**Try it:** Read the records and write them out again exactly.

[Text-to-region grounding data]
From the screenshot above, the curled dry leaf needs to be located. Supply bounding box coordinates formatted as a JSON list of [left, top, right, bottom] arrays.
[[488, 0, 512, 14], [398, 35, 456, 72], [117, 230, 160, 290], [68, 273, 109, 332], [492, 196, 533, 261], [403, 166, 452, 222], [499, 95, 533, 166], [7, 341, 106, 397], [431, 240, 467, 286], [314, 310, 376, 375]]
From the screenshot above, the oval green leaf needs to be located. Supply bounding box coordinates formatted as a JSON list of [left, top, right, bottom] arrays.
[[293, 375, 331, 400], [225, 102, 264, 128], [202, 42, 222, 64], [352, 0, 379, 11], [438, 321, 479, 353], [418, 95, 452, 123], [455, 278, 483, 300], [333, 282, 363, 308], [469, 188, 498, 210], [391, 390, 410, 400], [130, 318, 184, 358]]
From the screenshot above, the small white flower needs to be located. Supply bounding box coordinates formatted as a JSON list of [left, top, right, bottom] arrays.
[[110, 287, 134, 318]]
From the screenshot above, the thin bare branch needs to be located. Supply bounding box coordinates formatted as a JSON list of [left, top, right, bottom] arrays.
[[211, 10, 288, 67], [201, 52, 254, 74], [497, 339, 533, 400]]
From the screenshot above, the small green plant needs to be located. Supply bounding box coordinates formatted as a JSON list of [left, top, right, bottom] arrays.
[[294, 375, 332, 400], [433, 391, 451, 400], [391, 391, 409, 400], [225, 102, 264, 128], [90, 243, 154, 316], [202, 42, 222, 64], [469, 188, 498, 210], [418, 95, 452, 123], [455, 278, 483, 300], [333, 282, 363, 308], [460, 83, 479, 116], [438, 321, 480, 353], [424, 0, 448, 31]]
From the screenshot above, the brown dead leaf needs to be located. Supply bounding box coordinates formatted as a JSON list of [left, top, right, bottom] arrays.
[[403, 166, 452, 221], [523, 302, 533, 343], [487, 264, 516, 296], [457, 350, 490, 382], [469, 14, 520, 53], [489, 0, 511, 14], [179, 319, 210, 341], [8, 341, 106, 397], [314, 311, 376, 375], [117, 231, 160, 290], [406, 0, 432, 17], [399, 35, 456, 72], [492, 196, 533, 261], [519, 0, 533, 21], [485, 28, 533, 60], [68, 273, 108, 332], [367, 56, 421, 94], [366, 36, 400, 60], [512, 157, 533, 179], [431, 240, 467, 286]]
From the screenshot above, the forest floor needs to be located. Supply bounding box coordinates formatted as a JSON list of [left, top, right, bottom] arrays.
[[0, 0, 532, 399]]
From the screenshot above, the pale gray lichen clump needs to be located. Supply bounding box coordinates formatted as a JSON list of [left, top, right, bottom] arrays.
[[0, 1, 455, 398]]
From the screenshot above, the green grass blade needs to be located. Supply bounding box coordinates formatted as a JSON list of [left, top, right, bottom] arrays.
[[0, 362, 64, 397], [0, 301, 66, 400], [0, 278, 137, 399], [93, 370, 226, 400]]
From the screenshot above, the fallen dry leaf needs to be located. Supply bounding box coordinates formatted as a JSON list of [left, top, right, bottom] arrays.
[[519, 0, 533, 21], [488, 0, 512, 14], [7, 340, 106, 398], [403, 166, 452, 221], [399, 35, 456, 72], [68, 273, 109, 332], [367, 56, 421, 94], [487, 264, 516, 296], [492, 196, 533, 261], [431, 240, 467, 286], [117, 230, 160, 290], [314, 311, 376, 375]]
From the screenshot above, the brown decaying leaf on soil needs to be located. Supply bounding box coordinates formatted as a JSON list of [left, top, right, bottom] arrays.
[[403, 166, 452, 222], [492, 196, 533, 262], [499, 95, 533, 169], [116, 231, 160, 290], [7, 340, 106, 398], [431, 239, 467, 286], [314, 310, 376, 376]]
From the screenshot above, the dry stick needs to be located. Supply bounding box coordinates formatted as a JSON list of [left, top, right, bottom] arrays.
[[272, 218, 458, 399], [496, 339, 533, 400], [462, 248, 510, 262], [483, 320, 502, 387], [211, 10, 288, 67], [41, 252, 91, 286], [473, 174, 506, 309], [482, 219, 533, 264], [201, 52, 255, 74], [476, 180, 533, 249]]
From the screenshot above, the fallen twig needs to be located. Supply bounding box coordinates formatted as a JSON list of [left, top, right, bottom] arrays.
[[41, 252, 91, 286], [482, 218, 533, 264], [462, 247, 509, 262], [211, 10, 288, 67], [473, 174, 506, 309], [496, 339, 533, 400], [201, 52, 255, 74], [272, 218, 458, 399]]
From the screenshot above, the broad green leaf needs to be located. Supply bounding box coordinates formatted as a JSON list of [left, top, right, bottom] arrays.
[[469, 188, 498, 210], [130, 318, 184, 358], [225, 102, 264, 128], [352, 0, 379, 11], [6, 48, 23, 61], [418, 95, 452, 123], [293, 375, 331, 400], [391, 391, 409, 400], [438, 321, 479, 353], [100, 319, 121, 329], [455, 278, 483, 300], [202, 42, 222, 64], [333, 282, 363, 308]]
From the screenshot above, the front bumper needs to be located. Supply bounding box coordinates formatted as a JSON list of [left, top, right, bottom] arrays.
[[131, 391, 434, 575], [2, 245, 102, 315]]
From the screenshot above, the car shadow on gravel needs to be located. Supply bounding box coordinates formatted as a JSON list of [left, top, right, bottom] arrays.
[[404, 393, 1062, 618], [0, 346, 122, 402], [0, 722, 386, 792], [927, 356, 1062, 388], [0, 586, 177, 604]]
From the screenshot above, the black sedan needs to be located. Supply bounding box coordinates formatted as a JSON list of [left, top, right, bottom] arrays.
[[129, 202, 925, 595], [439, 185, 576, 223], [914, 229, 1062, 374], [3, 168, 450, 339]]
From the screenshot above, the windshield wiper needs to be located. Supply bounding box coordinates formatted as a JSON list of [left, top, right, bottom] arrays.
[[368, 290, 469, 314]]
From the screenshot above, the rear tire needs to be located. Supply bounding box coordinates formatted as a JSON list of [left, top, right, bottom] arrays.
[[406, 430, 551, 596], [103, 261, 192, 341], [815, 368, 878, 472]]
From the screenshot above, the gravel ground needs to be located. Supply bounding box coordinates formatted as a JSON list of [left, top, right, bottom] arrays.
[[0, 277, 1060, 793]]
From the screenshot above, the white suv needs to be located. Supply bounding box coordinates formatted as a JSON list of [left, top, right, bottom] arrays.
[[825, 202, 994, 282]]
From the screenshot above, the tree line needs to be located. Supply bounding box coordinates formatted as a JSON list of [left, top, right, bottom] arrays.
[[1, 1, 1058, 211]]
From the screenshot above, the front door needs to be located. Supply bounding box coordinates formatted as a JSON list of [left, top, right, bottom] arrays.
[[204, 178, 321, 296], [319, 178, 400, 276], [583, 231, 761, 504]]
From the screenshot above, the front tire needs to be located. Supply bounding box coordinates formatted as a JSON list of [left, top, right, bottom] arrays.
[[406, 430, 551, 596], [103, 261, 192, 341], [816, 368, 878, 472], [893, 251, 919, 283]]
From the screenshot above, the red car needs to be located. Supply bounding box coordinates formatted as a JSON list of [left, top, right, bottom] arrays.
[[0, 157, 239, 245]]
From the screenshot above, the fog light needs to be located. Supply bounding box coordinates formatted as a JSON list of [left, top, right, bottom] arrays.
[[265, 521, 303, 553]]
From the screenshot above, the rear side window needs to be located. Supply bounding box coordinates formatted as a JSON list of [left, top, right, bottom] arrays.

**Task solution:**
From the screenshot above, the curled dry leaf needs to be located. Supply bounding box coordinates formatted as a JSON list of [left, top, right, bottom] arrays.
[[488, 0, 512, 14], [398, 35, 456, 72], [117, 230, 160, 290], [68, 273, 109, 332], [492, 196, 533, 261], [403, 166, 452, 222], [499, 95, 533, 166], [7, 341, 106, 397], [431, 240, 467, 286], [314, 310, 376, 375]]
From the screenshot above, the oval green leaf needs to be located. Supply bounding box coordinates formatted as a JSON list of [left, top, right, bottom] arrays.
[[293, 375, 331, 400], [225, 102, 264, 128], [202, 42, 222, 64], [352, 0, 379, 11], [438, 321, 479, 353], [418, 95, 452, 123], [455, 278, 483, 300], [333, 282, 363, 308], [469, 188, 498, 210], [391, 390, 410, 400], [130, 318, 184, 358]]
From the screenshot above, the small white flower needs to be located. Supply bounding box coordinates formatted as a JSON list of [left, top, right, bottom] arrays.
[[110, 287, 134, 318]]
From the screenshot above, the thin bare branch needs to be located. Supply bounding box coordinates formatted as a JSON list of [left, top, right, bottom] arrays.
[[211, 10, 288, 67], [201, 52, 254, 74], [497, 339, 533, 400]]
From the screenshot above, the small green plant needs to be located. Supply bounding box coordinates formatted as a JSON list of [left, top, right, bottom] arrays.
[[294, 375, 332, 400], [433, 391, 451, 400], [391, 391, 409, 400], [225, 102, 264, 128], [90, 243, 154, 316], [202, 42, 222, 64], [469, 188, 498, 210], [418, 95, 452, 123], [455, 278, 483, 300], [333, 282, 363, 308], [460, 83, 479, 116], [438, 321, 480, 353], [424, 0, 448, 31]]
From the screenshot above, the brown dead leaf needs to be located. Supply bounding box coordinates formatted as a JSON list of [left, top, right, bottom] arrays.
[[403, 166, 452, 221], [523, 302, 533, 343], [487, 264, 516, 296], [457, 350, 490, 382], [469, 14, 520, 53], [489, 0, 511, 14], [179, 319, 210, 341], [8, 341, 106, 397], [314, 311, 376, 375], [117, 231, 160, 290], [406, 0, 432, 17], [399, 35, 456, 72], [492, 196, 533, 261], [519, 0, 533, 21], [485, 28, 533, 60], [68, 273, 108, 332], [367, 56, 421, 94], [366, 36, 400, 60], [512, 157, 533, 179], [431, 240, 467, 286]]
From the screenshot above, the forest floor needs to be located. Supply bounding box coordinates formatted as a JSON list of [left, top, right, bottom] arrays.
[[0, 0, 532, 399]]
From the screenshot above, the pale gray lichen clump needs to be located. Supply bounding box coordinates formatted as a JSON list of [left, top, right, bottom] arrays.
[[0, 1, 455, 398]]
From the screenshot above, the green grass blade needs to be located. Supply bounding box coordinates formatted as a JSON list of [left, top, right, bottom] arrays.
[[0, 362, 64, 397], [0, 301, 66, 400], [0, 278, 137, 399], [93, 370, 226, 400]]
From the screenshot above, the fallen dry leaf needs to be located. Supply bounding box coordinates formatted as a JSON list of [left, top, right, bottom] arrays.
[[519, 0, 533, 21], [488, 0, 512, 14], [7, 340, 106, 398], [403, 166, 452, 221], [399, 35, 456, 72], [68, 273, 109, 332], [367, 56, 421, 94], [487, 264, 516, 296], [492, 196, 533, 261], [431, 240, 467, 286], [117, 230, 160, 290], [314, 311, 376, 375]]
From the screenshot above, the brown decaying leaf on soil needs to be located. Supply bounding box coordinates formatted as a JSON list of [left, top, right, bottom] arrays.
[[403, 166, 452, 222], [492, 196, 533, 262], [499, 95, 533, 169], [116, 231, 160, 290], [7, 340, 106, 398], [431, 239, 467, 286], [314, 310, 376, 376]]
From the screenshot above, the dry stick needs to be located. Supply bounding box coordinates formatted as a JSON list of [left, top, right, bottom] arrays.
[[272, 218, 458, 399], [496, 339, 533, 400], [462, 248, 510, 262], [483, 320, 502, 387], [211, 10, 288, 67], [41, 252, 91, 286], [473, 174, 506, 309], [482, 219, 533, 264], [201, 52, 255, 74], [476, 180, 533, 249]]
From the screenshot above, the fallen twig needs to be located. Supply bounding box coordinates formatted as a JSON list of [left, top, right, bottom] arrays.
[[41, 252, 91, 286], [482, 218, 533, 264], [462, 247, 509, 262], [211, 10, 288, 67], [473, 174, 506, 309], [496, 339, 533, 400], [201, 52, 255, 74], [272, 218, 458, 399]]
From the screenshot above, the broad green leaf needs to be located. Supply bounding box coordinates formatted as a JSON list of [left, top, right, bottom] arrays.
[[469, 188, 498, 210], [130, 318, 184, 358], [225, 102, 264, 128], [352, 0, 379, 11], [6, 48, 23, 61], [418, 95, 452, 123], [293, 375, 331, 400], [391, 391, 409, 400], [438, 321, 479, 353], [100, 319, 121, 329], [455, 278, 483, 300], [202, 42, 222, 64], [333, 282, 363, 308]]
From the screenshot above, the front bumper needs to be located. Supply bounding box coordinates formatted as a JSON list of [left, top, right, bottom] arrays.
[[131, 391, 434, 575], [2, 245, 102, 315]]
From the screenshot above, the car shadow on gravel needs to be located. Supply bounding box coordinates formatted as a JSON list of [left, top, right, bottom] arrays.
[[404, 393, 1062, 618], [0, 346, 122, 402], [0, 722, 386, 792], [927, 356, 1062, 388], [0, 586, 177, 604]]
From the screenshot above, the black sedan needs to be located. Supply bounding box coordinates formatted as a JSON list of [left, top, right, bottom] arrays.
[[129, 202, 925, 595], [439, 185, 576, 223], [914, 229, 1062, 374], [3, 168, 450, 339]]
From the screenshot above, the windshield wiper needs to be located. Supply bounding box coordinates formatted as a JSON list of [left, top, right, bottom] arrays.
[[368, 290, 469, 314]]
From the screenshot above, the rear tire needs to be located. Supply bounding box coordinates formatted as a JSON list of [left, top, right, bottom] arrays.
[[406, 430, 551, 596], [103, 261, 192, 341], [815, 368, 878, 472]]
From the screenshot above, the gravel ground needs to be located. Supply bounding box coordinates formatted as a JSON list of [left, top, right, bottom] arrays.
[[0, 277, 1060, 793]]
From the screenshot above, the white suv needs to be located. Supply bounding box coordinates formatted as a JSON list of [left, top, right, bottom] arrays.
[[825, 202, 994, 282]]
From the screenshot above, the tree line needs to be located. Supply bounding box coordinates formatted as a JSON list of [left, top, right, bottom] arrays.
[[1, 1, 1058, 211]]
From the screenshot above, the front door needs to be located. Supply bounding box coordinates formatted as a JSON list of [left, top, right, bottom] arrays.
[[204, 178, 321, 296], [319, 178, 400, 276], [583, 231, 761, 504]]
From the screenshot above, the front tire needs to be located. Supply bounding box coordinates formatted as a JSON list of [left, top, right, bottom] arrays.
[[406, 430, 551, 596], [103, 261, 192, 341], [816, 368, 878, 472], [893, 251, 919, 283]]
From the screenshot above, the red car needs to be located. Supply bounding box coordinates formatted as a JSON list of [left, top, right, bottom] arrays.
[[0, 157, 239, 245]]
From the screenshot above, the fog light needs to be located. Supply bounding box coordinates formatted as a JSON list of [left, top, right, bottom] arrays.
[[265, 521, 303, 553]]
From the screenshot above, the rear side window needs to be located. Supply bounding box coordinates formatted as a JSON list of [left, top, right, bottom] arrays.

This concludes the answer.